After biaxially testing the RPA and LPA, these vessels were fixed in neutral buffered 10% formalin while unloaded, then stored in 70% ethanol at 4 °C for histology. LPA samples were embedded in paraffin, sectioned, stained with Verhoeff's Van Gieson (VVG) or Masson's Trichrome (MTC), and imaged with an Olympus BX/51 microscope and Olympus DP70 digital camera (n = 3 per group). Complete cross section were considered by stitching subimages using Microsoft Image Composite Editor software. Wall constituents were quantified using custom software [19,32]. Briefly, following background subtraction and pixel thresholding, area fractions were computed as the ratio of pixels corresponding to a constituent divided by the total number of pixels in the image. Elastic fiber area fraction was quantified using VVG while cytoplasm fraction was quantified using MTC. Assuming GAG content was negligible at this age [19,21], collagen area fraction was computed as 1 - area fractions of elastin and cytoplasm [17,21]. We report histology results for the left pulmonary arteries.

Statistics: Normality of a variable in a group was probed using a Shapiro-Wilk test (p < 0.05 considered not normal). For variables distributed normally, a one-way ANOVA with Tukey's posthoc analysis was used to probe potential statistical differences in morphological and mechanical properties between the groups. For variables not distributed normally, a nonparametric test (Kruskal Wallis) was used to assess possible differences. Results are presented as mean±standard error of the mean (SEM), where appropriate. A p value less than 0.05 was the threshold for statistical significance.

Results

In comparison to agarose-inflated lungs from female and male WT mice, those from female and male KO mice exhibited notable emphysematous-changes upon histological examination (Figs. 1(a) and 1(b), Figure S1 available in the Supplemental Materials on the ASME Digital Collection), with the mean alveolar chord length for KO (FKO: 86.98 ± 4.07 μm, MKO: 101.4 ± 3.76 μm) significantly greater than for WT (FWT: 26.71 ± 1.29 μm, MWT 36.42 ± 3.11 μm; Fig. 1(c)). Consistent with these observed structural changes in the parenchyma, pulmonary function testing revealed significantly higher lung volumes during mechanical ventilation (e.g., at a peak pressure of 30 cmH₂O, Fig. 1(d)), and thus higher mean lung compliance in KO (FKO: 0.060 ± 0.004 ml/cmH₂O, MKO: 0.075 ± 0.002 ml/cmH₂O), compared to WT (FWT:0.039 ± 0.006 ml/cmH₂O, MWT: 0.045 ± 0.004 ml/cmH₂O), in both sexes (Fig. 1(e)). The static lung compliance was also significantly different between female and male KOs. Note that the emphysematous changes seen in KO mice may have appeared greater in measurements of pulmonary structure obtained on ex vivo lungs as chest resistance is absent.

Fig. 1.

|---|

__ACTIVITIES__
- 1) Please return the part of the passage on lung structure and function that opens with the words containing "Statistics: Normality of" and closes with "for statistical significance.", copied word for word.
- 2) According to the passage on lung structure and function, what was the mean alveolar chord length for male KO mice?

Recorded data
|---|

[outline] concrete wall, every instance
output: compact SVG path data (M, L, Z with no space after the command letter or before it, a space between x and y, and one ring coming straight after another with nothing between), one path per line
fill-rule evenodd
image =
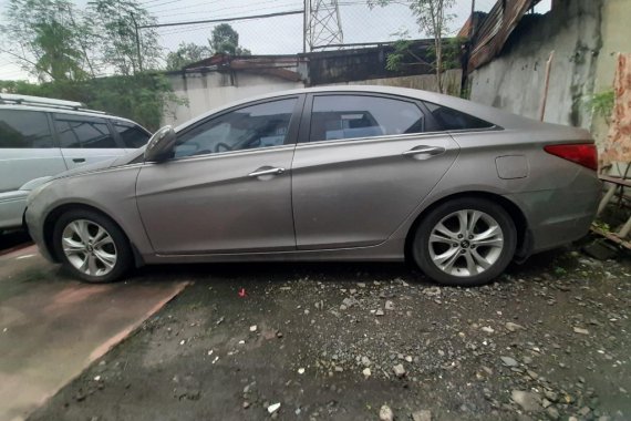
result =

|---|

__ANSWERS FOR THE TASKS__
- 1)
Statistics: Normality of a variable in a group was probed using a Shapiro-Wilk test (p < 0.05 considered not normal). For variables distributed normally, a one-way ANOVA with Tukey's posthoc analysis was used to probe potential statistical differences in morphological and mechanical properties between the groups. For variables not distributed normally, a nonparametric test (Kruskal Wallis) was used to assess possible differences. Results are presented as mean±standard error of the mean (SEM), where appropriate. A p value less than 0.05 was the threshold for statistical significance.

- 2) 101.4 ± 3.76 μm